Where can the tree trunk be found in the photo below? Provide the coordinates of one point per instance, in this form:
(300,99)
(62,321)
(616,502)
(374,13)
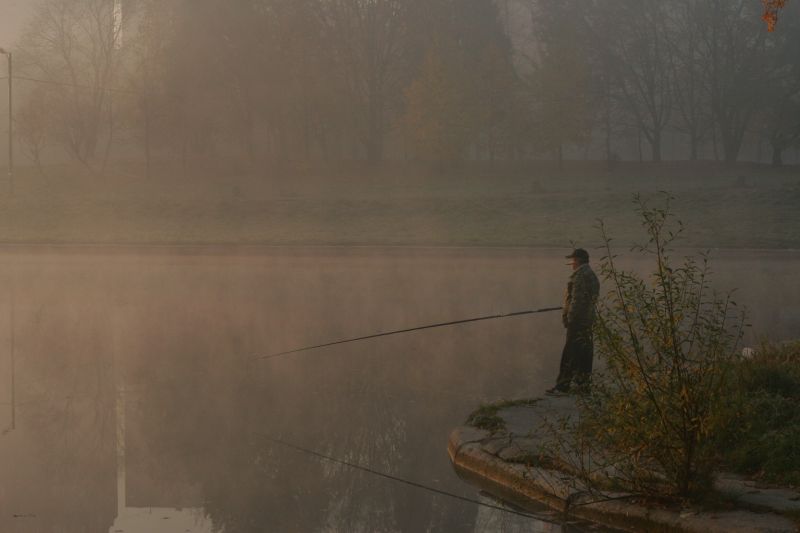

WHAT YOU ARE ASKED TO DO:
Restate all entries above exactly, but not the images.

RESPONSE FOR THIS EXERCISE:
Where can the tree trunk be found in the photo below? Provide the coordinates of one point per instance, in this form:
(300,99)
(62,321)
(616,502)
(374,13)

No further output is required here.